Start of Source passage
What's the most badass summer job to get to earn money for a badass new guitar?
Summer job? You mean for next summer, right?
If you're of legal age, then being a janitor at the strip club would be a valuable experience. You'd get a cut of the tip money, you'd meet interesting unsavory characters to put in your novel, and most important of all, you'd get to see that the beauties you fantasize about are human too, and that they get tired and smelly and grumpy, and that they make a mess in the bathroom and are crazy victims of their own emotions. It would be a great way to smash some illusions about or ideas of "beauty." Plus, you'd get to look at boobies while you're learning this lesson.
If you're not old enough to work the stink-hut, just get anything where you're getting some fresh air, without getting too badly eaten by the bugs. I guess that's not too much help in October, but hell, another summer is always on the way, right?
In the meantime, you can always busk, right? Just get some fingerless gloves to keep your hands halfway warm, get your crappy old guitar and get out on the street corner downtown. Even if yo suck you can get pity money.
|Dear Van Hammersmith,
I've got a "band" with me on lead guitar, a rhythm guitarist, and an incredibly talented female singer. I'm just wondering, when we get to the point of playing gigs (when we actually have a drummer and bassist), what do we do about mics for vocals at gigs? Do we use our own with some kind of speaker, or use the venues' stuff? I know that makes me sound like an idiot, but better to look like an idiot to you than to the people managing the venue.
Keep up the awesome column,
Actually JB, it won't make you sound like an idiot to ask the managers of a venue what equipment you'll need. Something simple like, "Will we need our own mics, or sound equipment or anything like that?"
End of Source passage
Start of Supplied material
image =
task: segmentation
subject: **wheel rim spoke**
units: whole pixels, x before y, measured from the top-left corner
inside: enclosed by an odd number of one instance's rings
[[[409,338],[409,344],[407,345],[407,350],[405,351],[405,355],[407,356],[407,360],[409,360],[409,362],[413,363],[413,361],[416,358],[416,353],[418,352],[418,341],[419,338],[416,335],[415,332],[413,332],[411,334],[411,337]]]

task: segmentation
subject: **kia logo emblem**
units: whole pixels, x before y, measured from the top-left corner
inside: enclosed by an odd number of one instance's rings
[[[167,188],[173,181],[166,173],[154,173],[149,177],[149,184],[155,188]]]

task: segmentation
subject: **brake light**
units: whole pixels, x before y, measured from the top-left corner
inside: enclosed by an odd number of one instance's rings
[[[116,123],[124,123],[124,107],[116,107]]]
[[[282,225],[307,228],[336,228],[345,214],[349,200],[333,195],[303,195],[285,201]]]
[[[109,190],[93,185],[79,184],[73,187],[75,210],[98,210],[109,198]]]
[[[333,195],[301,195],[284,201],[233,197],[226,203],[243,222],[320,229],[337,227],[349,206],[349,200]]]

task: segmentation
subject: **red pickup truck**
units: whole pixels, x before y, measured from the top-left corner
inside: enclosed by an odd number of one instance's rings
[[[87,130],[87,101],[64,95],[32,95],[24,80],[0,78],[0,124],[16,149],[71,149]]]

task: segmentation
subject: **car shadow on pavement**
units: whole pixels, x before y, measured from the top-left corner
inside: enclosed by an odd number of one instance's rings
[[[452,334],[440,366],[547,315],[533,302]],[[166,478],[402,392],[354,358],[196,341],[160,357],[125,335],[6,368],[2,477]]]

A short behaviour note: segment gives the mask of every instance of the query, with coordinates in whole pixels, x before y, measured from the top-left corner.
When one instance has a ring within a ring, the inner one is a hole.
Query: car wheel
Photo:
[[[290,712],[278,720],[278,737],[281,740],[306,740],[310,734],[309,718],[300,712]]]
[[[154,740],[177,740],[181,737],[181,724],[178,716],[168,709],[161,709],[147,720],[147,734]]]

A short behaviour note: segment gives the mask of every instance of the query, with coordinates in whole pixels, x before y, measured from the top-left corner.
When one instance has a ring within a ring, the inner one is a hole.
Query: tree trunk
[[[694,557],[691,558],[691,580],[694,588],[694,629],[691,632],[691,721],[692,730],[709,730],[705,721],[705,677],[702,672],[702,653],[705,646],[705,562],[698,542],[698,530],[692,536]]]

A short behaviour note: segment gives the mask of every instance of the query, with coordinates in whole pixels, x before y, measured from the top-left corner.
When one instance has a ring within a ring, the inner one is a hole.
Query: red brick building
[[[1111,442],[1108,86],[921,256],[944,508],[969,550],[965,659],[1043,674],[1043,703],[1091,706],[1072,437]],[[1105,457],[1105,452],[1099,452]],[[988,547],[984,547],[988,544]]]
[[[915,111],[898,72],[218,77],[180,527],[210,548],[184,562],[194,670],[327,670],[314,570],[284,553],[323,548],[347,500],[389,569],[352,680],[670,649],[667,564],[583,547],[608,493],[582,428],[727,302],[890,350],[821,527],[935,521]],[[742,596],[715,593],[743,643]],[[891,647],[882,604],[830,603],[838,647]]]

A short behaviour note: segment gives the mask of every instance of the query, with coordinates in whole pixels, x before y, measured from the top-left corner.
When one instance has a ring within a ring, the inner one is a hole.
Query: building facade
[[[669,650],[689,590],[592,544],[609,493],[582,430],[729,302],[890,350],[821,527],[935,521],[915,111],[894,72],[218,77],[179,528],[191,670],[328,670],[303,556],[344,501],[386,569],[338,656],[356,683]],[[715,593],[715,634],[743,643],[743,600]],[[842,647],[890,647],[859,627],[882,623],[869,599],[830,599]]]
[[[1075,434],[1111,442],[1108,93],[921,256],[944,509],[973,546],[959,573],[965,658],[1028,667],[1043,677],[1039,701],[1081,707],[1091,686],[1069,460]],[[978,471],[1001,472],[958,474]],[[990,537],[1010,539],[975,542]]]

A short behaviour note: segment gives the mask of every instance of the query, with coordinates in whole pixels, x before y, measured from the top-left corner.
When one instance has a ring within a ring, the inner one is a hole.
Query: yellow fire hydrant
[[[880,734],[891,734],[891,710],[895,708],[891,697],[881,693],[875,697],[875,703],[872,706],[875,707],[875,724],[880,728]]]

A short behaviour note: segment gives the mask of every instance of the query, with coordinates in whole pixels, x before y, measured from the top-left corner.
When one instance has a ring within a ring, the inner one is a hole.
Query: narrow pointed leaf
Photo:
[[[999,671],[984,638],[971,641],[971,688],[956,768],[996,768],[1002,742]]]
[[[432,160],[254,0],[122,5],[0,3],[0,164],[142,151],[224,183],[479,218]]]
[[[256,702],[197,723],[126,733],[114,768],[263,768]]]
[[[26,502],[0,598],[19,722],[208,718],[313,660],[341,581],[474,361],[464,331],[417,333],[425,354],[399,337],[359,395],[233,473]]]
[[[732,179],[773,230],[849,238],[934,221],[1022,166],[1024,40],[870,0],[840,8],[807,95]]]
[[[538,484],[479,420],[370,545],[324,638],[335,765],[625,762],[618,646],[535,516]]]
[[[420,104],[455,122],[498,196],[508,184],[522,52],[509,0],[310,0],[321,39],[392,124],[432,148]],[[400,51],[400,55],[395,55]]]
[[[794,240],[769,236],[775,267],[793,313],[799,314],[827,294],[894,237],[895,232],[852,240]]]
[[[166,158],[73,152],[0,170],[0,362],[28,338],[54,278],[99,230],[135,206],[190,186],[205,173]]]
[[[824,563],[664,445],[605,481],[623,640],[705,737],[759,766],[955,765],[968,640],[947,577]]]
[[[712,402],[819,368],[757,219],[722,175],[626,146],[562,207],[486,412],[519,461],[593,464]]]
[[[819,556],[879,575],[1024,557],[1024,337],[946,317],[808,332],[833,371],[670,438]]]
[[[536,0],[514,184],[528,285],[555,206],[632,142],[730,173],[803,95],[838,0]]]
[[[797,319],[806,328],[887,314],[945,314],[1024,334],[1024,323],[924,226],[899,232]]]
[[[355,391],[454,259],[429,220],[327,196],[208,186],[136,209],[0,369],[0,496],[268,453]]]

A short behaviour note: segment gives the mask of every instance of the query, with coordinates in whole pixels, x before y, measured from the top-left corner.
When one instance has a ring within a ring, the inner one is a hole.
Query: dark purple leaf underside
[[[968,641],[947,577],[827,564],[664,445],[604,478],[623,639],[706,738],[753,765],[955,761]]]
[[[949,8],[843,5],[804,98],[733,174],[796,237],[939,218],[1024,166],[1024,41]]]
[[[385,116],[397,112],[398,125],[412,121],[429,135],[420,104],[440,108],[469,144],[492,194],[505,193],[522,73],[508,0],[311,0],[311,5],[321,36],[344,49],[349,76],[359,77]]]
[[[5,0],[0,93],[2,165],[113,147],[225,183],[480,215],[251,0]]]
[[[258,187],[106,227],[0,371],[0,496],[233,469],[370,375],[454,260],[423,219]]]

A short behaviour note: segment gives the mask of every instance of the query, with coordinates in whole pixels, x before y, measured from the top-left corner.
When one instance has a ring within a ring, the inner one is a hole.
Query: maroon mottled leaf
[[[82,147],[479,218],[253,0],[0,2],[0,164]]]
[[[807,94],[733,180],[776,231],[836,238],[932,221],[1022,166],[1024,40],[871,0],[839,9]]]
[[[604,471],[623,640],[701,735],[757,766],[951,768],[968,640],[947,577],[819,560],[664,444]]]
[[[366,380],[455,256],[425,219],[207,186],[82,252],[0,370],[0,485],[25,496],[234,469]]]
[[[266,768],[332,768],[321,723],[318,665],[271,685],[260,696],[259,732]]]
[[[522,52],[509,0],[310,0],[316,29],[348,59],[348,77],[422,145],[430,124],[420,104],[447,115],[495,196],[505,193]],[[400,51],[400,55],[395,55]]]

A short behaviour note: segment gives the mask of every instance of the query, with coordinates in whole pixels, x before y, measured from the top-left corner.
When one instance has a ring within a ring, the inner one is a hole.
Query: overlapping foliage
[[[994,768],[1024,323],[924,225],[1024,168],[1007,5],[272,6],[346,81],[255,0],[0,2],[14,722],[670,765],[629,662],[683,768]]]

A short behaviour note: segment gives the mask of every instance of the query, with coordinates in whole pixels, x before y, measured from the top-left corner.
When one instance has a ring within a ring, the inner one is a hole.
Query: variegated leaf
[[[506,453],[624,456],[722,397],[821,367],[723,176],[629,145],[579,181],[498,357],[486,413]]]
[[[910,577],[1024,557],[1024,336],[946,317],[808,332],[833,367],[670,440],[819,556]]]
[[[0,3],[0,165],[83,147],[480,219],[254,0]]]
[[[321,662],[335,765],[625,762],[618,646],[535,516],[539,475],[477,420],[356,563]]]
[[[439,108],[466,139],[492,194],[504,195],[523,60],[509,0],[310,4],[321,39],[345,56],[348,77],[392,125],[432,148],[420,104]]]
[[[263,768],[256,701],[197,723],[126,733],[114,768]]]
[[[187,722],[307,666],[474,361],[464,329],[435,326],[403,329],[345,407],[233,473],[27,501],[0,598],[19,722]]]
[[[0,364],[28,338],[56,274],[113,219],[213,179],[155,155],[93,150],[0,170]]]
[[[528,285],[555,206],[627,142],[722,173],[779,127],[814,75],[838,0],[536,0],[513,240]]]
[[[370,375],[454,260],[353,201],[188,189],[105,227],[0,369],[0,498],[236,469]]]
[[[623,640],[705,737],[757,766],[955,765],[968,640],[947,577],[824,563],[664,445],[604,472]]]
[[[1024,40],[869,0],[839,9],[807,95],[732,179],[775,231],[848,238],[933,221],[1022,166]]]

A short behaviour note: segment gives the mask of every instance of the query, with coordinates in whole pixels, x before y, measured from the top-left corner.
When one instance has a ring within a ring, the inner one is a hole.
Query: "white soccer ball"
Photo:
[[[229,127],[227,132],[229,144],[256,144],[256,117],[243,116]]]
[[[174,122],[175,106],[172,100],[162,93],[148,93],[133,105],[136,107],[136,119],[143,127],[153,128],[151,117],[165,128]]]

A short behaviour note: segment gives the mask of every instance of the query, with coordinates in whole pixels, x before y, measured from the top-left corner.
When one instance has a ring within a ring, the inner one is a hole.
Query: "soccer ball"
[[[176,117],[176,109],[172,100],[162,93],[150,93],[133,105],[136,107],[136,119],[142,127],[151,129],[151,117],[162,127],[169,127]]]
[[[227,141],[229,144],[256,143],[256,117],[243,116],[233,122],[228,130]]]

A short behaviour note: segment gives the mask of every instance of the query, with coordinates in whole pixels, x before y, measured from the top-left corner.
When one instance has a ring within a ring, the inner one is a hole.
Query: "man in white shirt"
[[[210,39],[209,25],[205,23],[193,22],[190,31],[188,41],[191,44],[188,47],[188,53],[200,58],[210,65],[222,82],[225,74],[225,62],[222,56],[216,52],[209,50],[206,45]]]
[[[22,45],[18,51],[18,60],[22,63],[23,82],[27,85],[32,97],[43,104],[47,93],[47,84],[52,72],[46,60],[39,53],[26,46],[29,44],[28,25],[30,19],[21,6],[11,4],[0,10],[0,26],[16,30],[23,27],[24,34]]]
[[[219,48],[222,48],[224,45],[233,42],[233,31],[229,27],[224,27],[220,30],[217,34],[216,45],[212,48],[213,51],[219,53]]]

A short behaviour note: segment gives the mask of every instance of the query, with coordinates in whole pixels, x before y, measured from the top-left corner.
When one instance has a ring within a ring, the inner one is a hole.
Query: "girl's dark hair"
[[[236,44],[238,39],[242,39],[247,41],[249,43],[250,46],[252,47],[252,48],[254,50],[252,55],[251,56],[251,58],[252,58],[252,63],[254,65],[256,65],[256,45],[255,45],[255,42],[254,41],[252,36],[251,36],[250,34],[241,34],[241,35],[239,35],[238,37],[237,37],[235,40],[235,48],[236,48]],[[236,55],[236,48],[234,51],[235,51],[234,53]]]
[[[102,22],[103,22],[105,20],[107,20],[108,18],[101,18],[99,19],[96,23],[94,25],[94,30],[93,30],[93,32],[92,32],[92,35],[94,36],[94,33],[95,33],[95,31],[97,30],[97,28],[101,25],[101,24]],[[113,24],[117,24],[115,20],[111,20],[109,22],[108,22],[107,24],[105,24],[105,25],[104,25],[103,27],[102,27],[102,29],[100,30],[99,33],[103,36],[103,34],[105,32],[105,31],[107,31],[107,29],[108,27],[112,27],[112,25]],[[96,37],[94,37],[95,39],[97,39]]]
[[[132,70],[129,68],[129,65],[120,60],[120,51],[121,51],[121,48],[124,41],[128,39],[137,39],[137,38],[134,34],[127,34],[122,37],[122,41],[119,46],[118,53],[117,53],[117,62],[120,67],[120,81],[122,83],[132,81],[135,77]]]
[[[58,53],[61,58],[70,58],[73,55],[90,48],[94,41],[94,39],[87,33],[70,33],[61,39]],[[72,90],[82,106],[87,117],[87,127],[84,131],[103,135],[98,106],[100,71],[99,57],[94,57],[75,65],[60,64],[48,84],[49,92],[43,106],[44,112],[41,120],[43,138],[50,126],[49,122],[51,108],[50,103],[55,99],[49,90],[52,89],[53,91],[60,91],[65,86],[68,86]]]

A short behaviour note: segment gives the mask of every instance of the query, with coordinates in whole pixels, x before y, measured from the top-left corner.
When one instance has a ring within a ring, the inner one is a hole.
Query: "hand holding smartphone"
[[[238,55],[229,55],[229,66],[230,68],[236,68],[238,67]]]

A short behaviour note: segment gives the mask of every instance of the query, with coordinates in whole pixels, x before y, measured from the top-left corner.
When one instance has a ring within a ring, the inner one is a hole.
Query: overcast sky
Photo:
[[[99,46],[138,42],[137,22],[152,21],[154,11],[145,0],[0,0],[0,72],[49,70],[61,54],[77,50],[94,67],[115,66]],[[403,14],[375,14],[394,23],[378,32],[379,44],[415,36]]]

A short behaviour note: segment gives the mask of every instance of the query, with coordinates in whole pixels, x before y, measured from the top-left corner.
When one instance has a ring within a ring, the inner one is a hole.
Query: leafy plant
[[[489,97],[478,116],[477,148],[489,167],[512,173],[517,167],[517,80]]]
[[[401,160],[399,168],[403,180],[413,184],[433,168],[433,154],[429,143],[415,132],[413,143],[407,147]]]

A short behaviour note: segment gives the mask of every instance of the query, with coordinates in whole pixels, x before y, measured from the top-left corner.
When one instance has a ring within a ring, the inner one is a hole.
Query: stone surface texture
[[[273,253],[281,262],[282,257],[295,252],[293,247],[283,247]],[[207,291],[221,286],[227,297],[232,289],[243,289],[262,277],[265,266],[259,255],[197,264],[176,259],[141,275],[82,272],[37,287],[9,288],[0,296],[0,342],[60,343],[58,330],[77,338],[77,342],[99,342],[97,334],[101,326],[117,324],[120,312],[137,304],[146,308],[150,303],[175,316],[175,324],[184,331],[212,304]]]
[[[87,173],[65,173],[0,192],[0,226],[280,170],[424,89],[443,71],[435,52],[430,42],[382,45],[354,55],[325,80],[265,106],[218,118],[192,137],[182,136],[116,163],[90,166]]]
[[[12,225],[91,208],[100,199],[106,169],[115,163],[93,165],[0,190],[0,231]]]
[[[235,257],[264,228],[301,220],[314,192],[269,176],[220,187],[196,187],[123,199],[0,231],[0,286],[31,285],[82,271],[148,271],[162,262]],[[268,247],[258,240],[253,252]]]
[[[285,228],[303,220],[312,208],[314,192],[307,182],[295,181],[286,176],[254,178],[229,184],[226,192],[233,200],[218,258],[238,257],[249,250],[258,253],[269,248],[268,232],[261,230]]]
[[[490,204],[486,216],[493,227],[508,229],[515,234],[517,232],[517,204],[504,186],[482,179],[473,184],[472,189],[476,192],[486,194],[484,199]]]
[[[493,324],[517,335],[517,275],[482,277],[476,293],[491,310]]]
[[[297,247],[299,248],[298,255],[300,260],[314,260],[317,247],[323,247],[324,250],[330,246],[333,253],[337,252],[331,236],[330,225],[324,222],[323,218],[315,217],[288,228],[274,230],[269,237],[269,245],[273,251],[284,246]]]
End of Supplied material
- _Exercises to complete_
• 1. In the advice column, why does the letter writer put the question about vocal mics to the columnist instead of to the venue? Answer in one to three sentences.
• 2. Repeat the advice column word for word, starting with "Summer job? You" and going on through "the way, right?".
The records are separate material and have no connection to the advice column.

- _Answers below_
• 1. The writer worries the question makes them sound like an idiot. They would rather look like an idiot to the columnist than to the people managing the venue.

• 2.
Summer job? You mean for next summer, right?
If you're of legal age, then being a janitor at the strip club would be a valuable experience. You'd get a cut of the tip money, you'd meet interesting unsavory characters to put in your novel, and most important of all, you'd get to see that the beauties you fantasize about are human too, and that they get tired and smelly and grumpy, and that they make a mess in the bathroom and are crazy victims of their own emotions. It would be a great way to smash some illusions about or ideas of "beauty." Plus, you'd get to look at boobies while you're learning this lesson.
If you're not old enough to work the stink-hut, just get anything where you're getting some fresh air, without getting too badly eaten by the bugs. I guess that's not too much help in October, but hell, another summer is always on the way, right?